• Given instruction: Convert every line of the rows below into a JSON list of strings, one string per line, skipping blank lines. Leave the pictures out of the list.

(Rows for bounding box labeling)
..........

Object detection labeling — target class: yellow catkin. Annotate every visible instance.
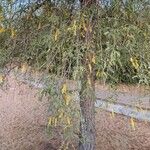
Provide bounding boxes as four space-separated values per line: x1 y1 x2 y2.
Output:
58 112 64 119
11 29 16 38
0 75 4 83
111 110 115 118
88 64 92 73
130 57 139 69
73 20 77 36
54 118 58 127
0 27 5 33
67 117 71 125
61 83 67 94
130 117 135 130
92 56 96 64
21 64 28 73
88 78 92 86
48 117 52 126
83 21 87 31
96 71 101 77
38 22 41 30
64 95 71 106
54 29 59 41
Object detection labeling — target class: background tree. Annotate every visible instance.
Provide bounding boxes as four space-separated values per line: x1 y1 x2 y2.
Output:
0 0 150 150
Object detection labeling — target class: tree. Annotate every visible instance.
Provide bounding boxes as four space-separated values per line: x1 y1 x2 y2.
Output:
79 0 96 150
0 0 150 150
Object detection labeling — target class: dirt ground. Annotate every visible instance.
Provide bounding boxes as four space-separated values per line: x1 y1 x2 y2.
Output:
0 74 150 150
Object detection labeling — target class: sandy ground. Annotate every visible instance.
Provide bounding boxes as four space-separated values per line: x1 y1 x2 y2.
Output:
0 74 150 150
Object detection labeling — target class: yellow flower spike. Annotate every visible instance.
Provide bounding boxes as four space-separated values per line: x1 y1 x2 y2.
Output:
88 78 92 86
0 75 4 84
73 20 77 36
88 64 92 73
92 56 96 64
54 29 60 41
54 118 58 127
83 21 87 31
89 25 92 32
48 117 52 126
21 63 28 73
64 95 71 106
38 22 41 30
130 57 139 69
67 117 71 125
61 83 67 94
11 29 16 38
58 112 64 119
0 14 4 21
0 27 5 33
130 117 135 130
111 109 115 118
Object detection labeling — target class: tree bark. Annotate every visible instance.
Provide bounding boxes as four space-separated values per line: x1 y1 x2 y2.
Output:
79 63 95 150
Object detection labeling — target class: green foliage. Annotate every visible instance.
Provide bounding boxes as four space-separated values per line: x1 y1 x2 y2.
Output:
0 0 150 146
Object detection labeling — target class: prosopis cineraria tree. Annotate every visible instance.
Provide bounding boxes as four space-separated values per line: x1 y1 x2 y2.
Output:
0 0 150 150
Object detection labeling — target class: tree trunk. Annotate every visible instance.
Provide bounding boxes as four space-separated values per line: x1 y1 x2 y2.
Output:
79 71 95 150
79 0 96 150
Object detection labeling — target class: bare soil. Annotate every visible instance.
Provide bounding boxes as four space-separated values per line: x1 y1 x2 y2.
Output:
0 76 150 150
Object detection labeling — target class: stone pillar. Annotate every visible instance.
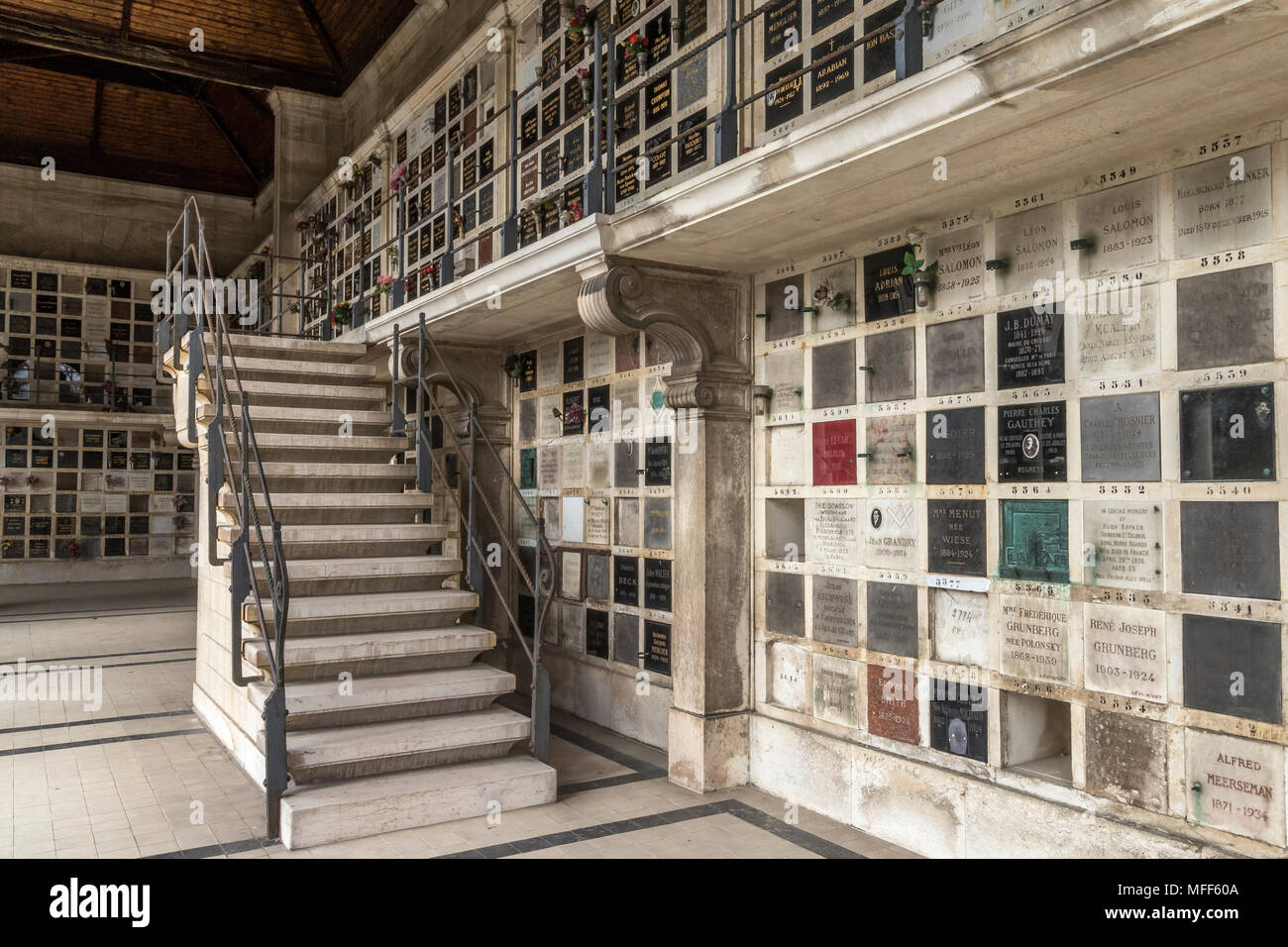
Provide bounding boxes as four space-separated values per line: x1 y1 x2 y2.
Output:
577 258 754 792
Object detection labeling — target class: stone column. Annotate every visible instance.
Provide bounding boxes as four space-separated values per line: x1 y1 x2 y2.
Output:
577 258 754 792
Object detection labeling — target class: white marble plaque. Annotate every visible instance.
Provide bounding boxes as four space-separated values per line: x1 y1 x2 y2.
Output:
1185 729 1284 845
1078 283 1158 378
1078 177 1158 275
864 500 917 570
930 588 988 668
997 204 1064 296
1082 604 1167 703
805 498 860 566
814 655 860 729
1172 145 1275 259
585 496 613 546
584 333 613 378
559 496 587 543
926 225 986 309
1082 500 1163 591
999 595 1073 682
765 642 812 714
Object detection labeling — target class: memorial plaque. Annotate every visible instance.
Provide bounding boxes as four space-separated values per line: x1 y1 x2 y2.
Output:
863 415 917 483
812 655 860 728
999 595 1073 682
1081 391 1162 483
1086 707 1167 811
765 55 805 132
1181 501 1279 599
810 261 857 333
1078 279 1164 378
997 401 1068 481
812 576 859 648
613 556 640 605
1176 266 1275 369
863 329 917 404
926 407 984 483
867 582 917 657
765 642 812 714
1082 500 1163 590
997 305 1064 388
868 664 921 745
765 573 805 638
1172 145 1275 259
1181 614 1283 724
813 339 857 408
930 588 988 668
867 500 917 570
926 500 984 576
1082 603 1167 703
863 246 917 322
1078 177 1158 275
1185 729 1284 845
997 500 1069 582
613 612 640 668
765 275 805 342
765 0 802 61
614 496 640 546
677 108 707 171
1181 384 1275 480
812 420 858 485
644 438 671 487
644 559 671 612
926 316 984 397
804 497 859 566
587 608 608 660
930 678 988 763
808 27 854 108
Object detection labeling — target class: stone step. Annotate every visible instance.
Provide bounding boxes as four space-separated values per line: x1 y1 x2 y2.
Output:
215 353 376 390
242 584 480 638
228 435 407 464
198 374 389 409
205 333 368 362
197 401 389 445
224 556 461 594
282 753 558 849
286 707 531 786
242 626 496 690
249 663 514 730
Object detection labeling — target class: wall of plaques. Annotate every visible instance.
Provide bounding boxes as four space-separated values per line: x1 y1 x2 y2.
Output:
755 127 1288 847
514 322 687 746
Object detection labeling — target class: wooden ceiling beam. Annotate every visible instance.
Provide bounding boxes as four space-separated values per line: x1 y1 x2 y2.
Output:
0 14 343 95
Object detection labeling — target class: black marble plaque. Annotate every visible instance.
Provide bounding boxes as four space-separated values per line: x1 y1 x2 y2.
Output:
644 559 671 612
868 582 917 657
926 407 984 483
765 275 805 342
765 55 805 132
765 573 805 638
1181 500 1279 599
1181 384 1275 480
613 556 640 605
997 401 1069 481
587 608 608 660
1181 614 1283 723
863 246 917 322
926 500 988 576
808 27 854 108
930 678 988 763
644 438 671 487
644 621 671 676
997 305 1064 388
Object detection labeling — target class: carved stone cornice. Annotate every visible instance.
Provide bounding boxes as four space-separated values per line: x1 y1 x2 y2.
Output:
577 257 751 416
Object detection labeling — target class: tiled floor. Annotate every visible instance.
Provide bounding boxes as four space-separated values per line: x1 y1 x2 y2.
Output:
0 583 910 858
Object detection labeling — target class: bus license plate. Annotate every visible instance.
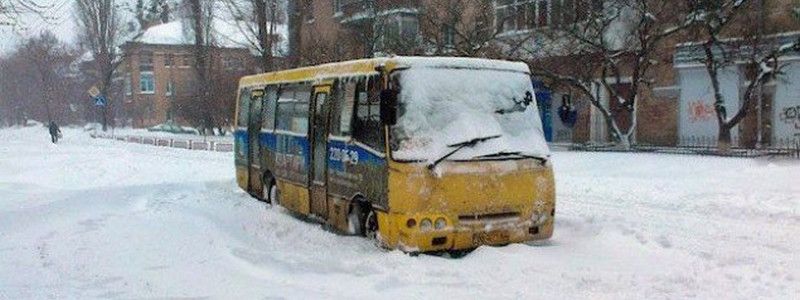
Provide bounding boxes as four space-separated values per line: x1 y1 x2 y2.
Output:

..........

• The output:
[
  "Object detection labeling — target class: yellow catkin. Annotate every visible instance.",
  "Provide bounding boxes as four space-separated values per line: x1 y1 x2 y2.",
  "Output:",
  "58 112 64 119",
  "11 29 16 38",
  "0 75 4 83",
  "111 110 115 118",
  "88 64 92 73",
  "130 57 139 69",
  "73 20 77 36",
  "54 118 58 127",
  "0 27 5 33",
  "67 117 71 125",
  "61 83 67 94",
  "130 117 135 130",
  "92 56 96 64",
  "21 64 28 73",
  "88 78 92 86",
  "48 117 52 126",
  "83 21 87 31",
  "96 71 101 77",
  "38 22 41 30",
  "64 95 71 106",
  "54 29 59 41",
  "Object detection labeling — target class: background tree. Annotate every visible instance.",
  "Provide bounding boxes as four space-separated values per line: x1 y1 x2 y2.",
  "Output:",
  "0 0 150 150",
  "Object detection labeling — target class: tree. Annotate every visible instance.",
  "Provide bounding boxes as four space-separated values per line: x1 y1 x2 y2.",
  "Output:",
  "79 0 96 150",
  "0 0 150 150",
  "Object detection labeling — target class: dirt ground. Annotate every visible instance.",
  "Provide bounding boxes as four space-separated values per line: x1 y1 x2 y2.",
  "Output:",
  "0 74 150 150",
  "Object detection labeling — target class: sandy ground. Annotate every visible instance.",
  "Provide bounding boxes as four space-separated values per line: x1 y1 x2 y2.",
  "Output:",
  "0 74 150 150",
  "Object detection labeling — target class: yellow flower spike. Annotate every visible instance.",
  "Provide bounding boxes as four space-separated values per line: x1 y1 x2 y2.",
  "Output:",
  "88 78 92 86",
  "0 75 4 84",
  "73 20 77 36",
  "88 64 92 73",
  "92 56 96 64",
  "54 29 60 41",
  "54 118 58 127",
  "83 21 87 31",
  "89 25 92 32",
  "48 117 52 126",
  "21 63 28 73",
  "64 95 71 106",
  "38 22 41 30",
  "130 57 139 69",
  "67 117 71 125",
  "61 83 67 94",
  "11 29 16 38",
  "58 112 64 119",
  "0 14 4 21",
  "0 27 5 33",
  "130 117 135 130",
  "111 109 115 118",
  "Object detection labeling — target class: tree bark. Annotate every visible instance.",
  "Provide bounding boxes as four space-separated values per line: x1 y1 x2 y2.",
  "Output:",
  "79 63 95 150",
  "Object detection labeling — target class: green foliage. Annotate every visible instance.",
  "Provide bounding boxes as four space-separated values per line: x1 y1 x2 y2.",
  "Output:",
  "0 0 150 146",
  "Object detection labeling — target class: prosopis cineraria tree. Annotate every visible instance.",
  "Provide bounding boxes as four space-separated values per line: x1 y1 x2 y2.",
  "Output:",
  "0 0 150 150",
  "Object detection labeling — target class: tree trunk. Annotate every visible instance.",
  "Provide bounding boxes as four space-separated values per line: x1 y1 x2 y2.",
  "Output:",
  "79 71 95 150",
  "79 0 96 150",
  "Object detection labeling — target class: bare soil. Annotate every visible instance.",
  "Provide bounding boxes as four space-separated values per line: x1 y1 x2 y2.",
  "Output:",
  "0 76 150 150",
  "Object detection labeling — target class: stone pillar. Annotate every visible instance.",
  "Provide bounding boxes as four space-separated values per line: x1 y1 x2 y2.",
  "Output:",
  "577 258 754 792",
  "Object detection labeling — target class: stone column. Annotate every visible instance.",
  "Provide bounding boxes as four space-separated values per line: x1 y1 x2 y2.",
  "Output:",
  "577 258 754 792",
  "Object detection labeling — target class: white marble plaque. Annotate every visible instance.",
  "Provide bounding boxes as four space-separated values per line: x1 y1 x2 y2.",
  "Output:",
  "1185 729 1284 845",
  "1078 283 1158 378",
  "1078 177 1158 275",
  "864 500 917 570",
  "930 588 988 668",
  "997 204 1064 296",
  "1082 604 1167 703",
  "805 498 860 566",
  "814 655 860 729",
  "1172 145 1275 259",
  "585 496 613 546",
  "584 333 613 378",
  "559 496 587 543",
  "926 225 986 309",
  "1082 500 1163 591",
  "999 595 1073 682",
  "765 642 812 714",
  "Object detection labeling — target class: memorial plaque. Annotate every visible instance.",
  "Provide bounding boxes as four space-separated values per line: x1 y1 x2 y2.",
  "Output:",
  "863 415 917 483",
  "812 655 860 728",
  "999 595 1073 682",
  "1081 391 1162 483",
  "1086 707 1167 811",
  "765 55 805 132",
  "1181 501 1279 599",
  "810 261 857 333",
  "1078 279 1164 378",
  "997 401 1068 481",
  "812 576 859 648",
  "613 556 640 605",
  "1176 266 1275 369",
  "863 329 917 404",
  "926 407 984 483",
  "867 582 917 657",
  "765 642 812 714",
  "1082 500 1163 590",
  "997 305 1064 388",
  "868 664 921 745",
  "765 573 805 638",
  "1172 145 1275 259",
  "1181 614 1283 724",
  "813 339 857 408",
  "930 588 988 668",
  "867 500 917 570",
  "926 500 984 576",
  "1082 603 1167 703",
  "863 246 917 322",
  "1078 177 1158 275",
  "1185 729 1284 845",
  "997 500 1069 582",
  "613 612 640 668",
  "765 275 805 342",
  "765 0 802 61",
  "614 496 640 546",
  "677 108 707 171",
  "1181 384 1275 480",
  "812 420 858 485",
  "644 438 671 487",
  "644 559 671 612",
  "926 316 984 397",
  "804 497 859 566",
  "587 608 608 660",
  "930 678 988 763",
  "808 27 854 108",
  "Object detection labeling — target class: stone step. Annotate every visible instance.",
  "Provide bounding boxes as four space-separated values per line: x1 y1 x2 y2.",
  "Output:",
  "215 353 376 390",
  "242 584 480 638",
  "228 435 407 464",
  "198 374 389 409",
  "205 333 368 362",
  "197 401 389 445",
  "224 556 461 594",
  "282 753 558 849",
  "286 707 531 786",
  "242 626 496 690",
  "249 663 514 730",
  "Object detection labeling — target class: wall of plaques. Annotate every visible instance.",
  "Provide bounding boxes as four space-separated values per line: x1 y1 x2 y2.",
  "Output:",
  "755 127 1288 847",
  "514 322 687 746",
  "Object detection labeling — target class: wooden ceiling beam. Annotate every visible instance.",
  "Provide bounding boxes as four space-separated values per line: x1 y1 x2 y2.",
  "Output:",
  "0 14 343 95",
  "Object detection labeling — target class: black marble plaque. Annotate every visible instance.",
  "Provide bounding boxes as four space-separated values per line: x1 y1 x2 y2.",
  "Output:",
  "644 559 671 612",
  "868 582 917 657",
  "926 407 984 483",
  "765 275 805 342",
  "765 55 805 132",
  "765 573 805 638",
  "1181 500 1279 599",
  "1181 384 1275 480",
  "613 556 640 605",
  "997 401 1069 481",
  "587 608 608 660",
  "1181 614 1283 723",
  "863 246 917 322",
  "926 500 988 576",
  "808 27 854 108",
  "930 678 988 763",
  "644 438 671 487",
  "644 621 671 676",
  "997 305 1064 388",
  "Object detection labeling — target class: carved stone cornice. Annotate every visible instance.",
  "Provide bounding boxes as four space-separated values per line: x1 y1 x2 y2.",
  "Output:",
  "577 257 751 416",
  "Object detection labeling — target class: tiled floor. Annotate every visible instance.",
  "Provide bounding boxes as four space-separated values per line: x1 y1 x2 y2.",
  "Output:",
  "0 583 910 858",
  "Object detection labeling — target class: bus license plate. Annotate every visible instance.",
  "Provide bounding boxes as four space-separated values per line: x1 y1 x2 y2.",
  "Output:"
]